Point localization data:

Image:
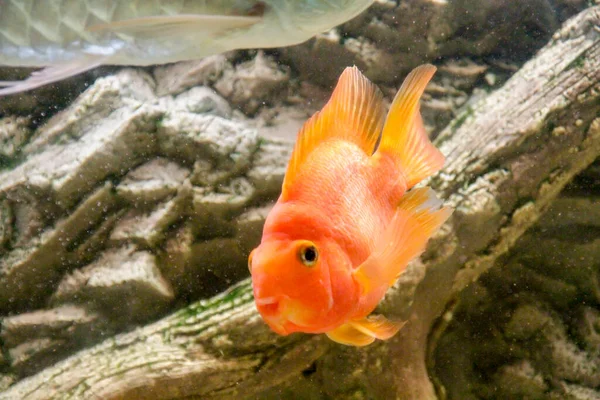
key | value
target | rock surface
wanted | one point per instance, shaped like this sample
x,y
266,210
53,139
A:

• Work task
Repeat the preceding records exactly but drop the images.

• Your solution
Image:
key | value
target | rock surface
wanted | one point per instance, shaped like this sample
x,y
266,210
53,139
A:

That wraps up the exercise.